_MATERIAL SHOWN:_

_ _ _

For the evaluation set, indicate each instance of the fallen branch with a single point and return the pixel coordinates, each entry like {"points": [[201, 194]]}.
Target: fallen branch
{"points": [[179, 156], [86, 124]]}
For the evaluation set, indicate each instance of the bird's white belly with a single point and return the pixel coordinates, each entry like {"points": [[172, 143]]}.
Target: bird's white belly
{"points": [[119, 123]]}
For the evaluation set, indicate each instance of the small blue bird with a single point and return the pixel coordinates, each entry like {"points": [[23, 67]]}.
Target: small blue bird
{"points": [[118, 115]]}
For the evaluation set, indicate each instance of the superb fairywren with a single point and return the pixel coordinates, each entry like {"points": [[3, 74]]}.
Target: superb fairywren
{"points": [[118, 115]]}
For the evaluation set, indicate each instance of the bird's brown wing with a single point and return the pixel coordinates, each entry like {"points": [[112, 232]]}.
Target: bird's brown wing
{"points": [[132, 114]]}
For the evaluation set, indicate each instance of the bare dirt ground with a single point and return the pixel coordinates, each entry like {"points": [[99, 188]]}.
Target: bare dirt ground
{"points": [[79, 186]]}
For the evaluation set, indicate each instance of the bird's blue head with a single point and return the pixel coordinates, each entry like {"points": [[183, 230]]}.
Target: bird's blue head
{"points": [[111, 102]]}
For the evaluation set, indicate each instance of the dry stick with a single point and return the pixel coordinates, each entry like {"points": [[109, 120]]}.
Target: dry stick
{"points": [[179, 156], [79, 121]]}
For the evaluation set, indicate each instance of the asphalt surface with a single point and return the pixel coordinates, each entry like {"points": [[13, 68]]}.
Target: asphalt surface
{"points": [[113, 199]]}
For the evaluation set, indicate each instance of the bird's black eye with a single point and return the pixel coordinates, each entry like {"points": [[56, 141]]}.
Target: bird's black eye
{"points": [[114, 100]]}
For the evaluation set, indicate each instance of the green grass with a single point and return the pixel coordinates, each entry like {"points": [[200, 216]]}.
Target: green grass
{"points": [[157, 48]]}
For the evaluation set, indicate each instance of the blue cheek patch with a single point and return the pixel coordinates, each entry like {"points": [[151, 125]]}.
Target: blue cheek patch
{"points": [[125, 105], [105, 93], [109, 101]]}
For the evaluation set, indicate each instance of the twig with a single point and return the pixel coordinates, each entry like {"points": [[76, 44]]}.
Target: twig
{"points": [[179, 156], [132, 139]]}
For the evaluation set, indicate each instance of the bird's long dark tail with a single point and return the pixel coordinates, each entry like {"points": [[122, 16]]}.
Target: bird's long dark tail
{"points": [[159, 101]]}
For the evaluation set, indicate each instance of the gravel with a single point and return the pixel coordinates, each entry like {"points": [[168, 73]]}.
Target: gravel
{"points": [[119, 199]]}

_ _ _

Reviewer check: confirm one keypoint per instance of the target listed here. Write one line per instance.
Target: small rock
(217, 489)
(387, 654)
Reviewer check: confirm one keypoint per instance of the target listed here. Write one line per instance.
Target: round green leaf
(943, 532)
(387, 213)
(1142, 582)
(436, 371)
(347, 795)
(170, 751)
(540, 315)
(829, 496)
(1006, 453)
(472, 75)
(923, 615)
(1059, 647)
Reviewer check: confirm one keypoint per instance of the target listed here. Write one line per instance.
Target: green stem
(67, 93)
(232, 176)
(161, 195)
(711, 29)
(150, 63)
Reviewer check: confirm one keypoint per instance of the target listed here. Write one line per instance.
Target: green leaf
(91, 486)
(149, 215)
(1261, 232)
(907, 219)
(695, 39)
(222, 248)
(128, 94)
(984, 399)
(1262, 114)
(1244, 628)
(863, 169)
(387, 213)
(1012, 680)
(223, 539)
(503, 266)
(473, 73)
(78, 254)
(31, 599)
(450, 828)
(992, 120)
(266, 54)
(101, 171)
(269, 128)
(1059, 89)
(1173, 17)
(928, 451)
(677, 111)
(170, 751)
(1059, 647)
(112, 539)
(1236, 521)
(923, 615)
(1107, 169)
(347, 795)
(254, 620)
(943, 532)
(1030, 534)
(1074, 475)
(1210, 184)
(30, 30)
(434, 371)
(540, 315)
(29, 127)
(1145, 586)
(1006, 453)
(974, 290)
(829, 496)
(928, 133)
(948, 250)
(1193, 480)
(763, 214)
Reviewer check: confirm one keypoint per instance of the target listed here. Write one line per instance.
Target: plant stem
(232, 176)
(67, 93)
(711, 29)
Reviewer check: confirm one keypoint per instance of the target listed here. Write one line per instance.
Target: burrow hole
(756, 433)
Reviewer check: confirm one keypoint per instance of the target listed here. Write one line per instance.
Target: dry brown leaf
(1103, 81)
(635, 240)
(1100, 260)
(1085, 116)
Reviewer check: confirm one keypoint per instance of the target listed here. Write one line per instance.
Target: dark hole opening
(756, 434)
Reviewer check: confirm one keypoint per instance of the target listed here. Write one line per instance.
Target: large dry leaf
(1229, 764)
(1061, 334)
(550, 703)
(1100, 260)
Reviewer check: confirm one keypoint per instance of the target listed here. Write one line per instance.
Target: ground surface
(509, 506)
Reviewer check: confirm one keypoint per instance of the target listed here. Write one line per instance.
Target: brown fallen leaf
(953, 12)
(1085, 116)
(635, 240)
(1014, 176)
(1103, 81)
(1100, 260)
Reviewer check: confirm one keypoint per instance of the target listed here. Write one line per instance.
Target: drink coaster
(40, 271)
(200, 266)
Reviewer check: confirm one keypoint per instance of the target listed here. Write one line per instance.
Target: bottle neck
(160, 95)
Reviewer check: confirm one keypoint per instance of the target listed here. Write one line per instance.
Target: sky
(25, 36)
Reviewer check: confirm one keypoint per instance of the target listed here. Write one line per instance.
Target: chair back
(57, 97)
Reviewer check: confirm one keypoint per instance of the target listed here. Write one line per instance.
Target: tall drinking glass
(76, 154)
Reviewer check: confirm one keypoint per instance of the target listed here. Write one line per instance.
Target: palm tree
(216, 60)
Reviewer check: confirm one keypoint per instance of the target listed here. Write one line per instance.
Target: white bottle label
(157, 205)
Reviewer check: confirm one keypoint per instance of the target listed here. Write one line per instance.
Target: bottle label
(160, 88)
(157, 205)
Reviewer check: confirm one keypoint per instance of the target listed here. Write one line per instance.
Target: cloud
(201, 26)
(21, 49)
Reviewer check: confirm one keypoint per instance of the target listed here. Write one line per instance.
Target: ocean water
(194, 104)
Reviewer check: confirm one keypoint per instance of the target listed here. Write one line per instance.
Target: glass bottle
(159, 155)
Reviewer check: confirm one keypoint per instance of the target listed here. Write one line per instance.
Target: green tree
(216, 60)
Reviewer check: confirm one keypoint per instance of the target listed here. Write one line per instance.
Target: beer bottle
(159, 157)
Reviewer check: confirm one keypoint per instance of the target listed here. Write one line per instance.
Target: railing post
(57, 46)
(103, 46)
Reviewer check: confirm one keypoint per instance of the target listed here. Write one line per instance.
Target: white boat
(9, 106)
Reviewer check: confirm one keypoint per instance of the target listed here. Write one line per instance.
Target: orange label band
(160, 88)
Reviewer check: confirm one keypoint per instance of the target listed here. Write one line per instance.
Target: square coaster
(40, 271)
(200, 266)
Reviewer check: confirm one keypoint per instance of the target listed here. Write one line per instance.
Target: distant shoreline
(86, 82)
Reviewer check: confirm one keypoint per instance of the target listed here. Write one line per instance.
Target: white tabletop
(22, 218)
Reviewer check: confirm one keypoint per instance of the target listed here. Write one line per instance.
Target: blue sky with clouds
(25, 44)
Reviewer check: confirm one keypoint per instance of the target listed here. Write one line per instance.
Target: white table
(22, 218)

_ _ _

_AIM:_ Find each line in the items above that contains the word "grass", and copy those lines.

_THE RESULT:_
For the evaluation set, indicate each instance of the green grass with a single point and return the pixel coordinates, each entry like {"points": [[200, 216]]}.
Target: green grass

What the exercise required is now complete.